** BEGIN DATA RECORDS **

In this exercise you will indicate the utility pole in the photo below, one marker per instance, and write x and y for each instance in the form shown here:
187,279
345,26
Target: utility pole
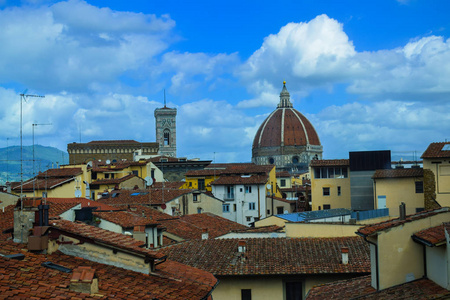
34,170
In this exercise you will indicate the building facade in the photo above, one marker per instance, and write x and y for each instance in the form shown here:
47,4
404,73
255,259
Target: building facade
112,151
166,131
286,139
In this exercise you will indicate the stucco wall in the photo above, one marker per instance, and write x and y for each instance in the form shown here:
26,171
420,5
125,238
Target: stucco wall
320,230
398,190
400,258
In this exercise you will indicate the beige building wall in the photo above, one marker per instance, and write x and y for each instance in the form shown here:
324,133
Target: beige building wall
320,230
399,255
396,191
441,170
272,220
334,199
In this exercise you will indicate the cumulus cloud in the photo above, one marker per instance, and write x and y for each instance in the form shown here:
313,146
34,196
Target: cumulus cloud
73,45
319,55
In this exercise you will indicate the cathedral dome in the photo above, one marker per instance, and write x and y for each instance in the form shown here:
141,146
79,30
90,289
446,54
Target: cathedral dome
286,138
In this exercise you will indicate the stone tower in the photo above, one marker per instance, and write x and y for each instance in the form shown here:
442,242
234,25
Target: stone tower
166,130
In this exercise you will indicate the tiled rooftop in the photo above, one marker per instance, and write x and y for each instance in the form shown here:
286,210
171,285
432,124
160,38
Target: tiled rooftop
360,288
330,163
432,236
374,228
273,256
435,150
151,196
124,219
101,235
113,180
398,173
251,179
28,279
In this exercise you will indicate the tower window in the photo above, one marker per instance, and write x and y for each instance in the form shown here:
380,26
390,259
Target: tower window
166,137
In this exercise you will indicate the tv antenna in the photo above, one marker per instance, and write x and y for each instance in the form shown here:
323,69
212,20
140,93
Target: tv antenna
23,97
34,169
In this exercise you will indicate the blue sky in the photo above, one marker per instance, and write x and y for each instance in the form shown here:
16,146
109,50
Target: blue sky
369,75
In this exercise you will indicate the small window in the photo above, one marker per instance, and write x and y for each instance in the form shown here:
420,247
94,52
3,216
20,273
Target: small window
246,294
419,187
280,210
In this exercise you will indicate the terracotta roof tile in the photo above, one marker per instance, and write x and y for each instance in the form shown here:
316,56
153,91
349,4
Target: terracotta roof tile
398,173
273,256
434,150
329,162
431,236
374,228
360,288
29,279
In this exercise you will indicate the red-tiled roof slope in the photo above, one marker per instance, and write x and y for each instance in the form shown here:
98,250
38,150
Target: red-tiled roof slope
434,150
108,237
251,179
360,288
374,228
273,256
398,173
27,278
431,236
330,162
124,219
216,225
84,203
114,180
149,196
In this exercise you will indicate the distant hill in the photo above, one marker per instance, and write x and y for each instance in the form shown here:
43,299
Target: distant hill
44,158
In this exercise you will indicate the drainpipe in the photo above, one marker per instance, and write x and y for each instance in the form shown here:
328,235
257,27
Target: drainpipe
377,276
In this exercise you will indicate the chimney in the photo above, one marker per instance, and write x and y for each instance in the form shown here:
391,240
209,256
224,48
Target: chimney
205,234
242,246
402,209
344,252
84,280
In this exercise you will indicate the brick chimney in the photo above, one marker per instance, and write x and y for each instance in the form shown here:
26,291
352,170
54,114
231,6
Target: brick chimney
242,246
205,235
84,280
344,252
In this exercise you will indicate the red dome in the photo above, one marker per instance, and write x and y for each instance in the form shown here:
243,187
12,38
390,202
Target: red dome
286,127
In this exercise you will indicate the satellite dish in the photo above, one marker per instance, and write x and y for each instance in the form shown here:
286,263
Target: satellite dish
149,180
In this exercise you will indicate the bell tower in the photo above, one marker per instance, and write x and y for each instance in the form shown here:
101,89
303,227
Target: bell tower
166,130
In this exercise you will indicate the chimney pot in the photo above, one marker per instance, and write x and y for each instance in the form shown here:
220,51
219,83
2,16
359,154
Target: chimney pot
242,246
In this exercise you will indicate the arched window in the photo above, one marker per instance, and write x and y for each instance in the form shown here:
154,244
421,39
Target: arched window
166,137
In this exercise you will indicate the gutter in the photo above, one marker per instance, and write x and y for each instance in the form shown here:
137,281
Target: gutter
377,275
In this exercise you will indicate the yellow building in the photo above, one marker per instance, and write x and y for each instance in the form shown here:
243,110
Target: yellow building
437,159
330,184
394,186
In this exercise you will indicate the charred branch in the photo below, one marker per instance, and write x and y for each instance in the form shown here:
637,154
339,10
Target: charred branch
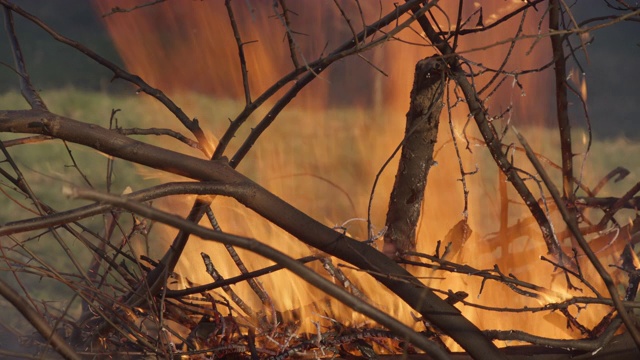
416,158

** END DATA RECORDS **

(JOB) Your task is to output exactly the lines from the line containing "In this exercise you will indicate the satellite" through the last line, inclusive, leaving every picture out.

(RESPONSE TO THE TASK)
In this exercise you will indicate the satellite dish in the photo above, one marker per instance, and write x and y for each instance in the form shown here:
286,263
Target: satellite dish
149,180
In this exercise you will indicate the bell tower in the photo above, one marker per instance, and write x and y for each instance in the form shown here:
101,89
303,227
Target: bell tower
166,130
In this exercise you will indicate the chimney pot in the photo above, one marker per instance, and write x and y for each instance in the form shown here:
220,51
219,83
2,16
359,154
Target: chimney pot
242,246
In this exercise you will indicate the arched window in the photo above, one marker per instance, and write x and y for each instance in the form shown here:
154,244
421,39
Target: arched window
166,137
In this exercise you will indicate the gutter in the photo above, one marker per instance, and write x and y for each instance in the form shown here:
137,281
Target: gutter
377,275
In this exercise you will indicate the yellow building in the photo above, one marker per instance, and write x and y for each instance in the form shown here:
243,110
Target: yellow building
437,159
330,184
394,186
In this exercise you will indicate the charred branch in the photo below, one marker per instance, and write x and y for each instance in the form shown here:
637,154
339,10
Target: charred branch
416,158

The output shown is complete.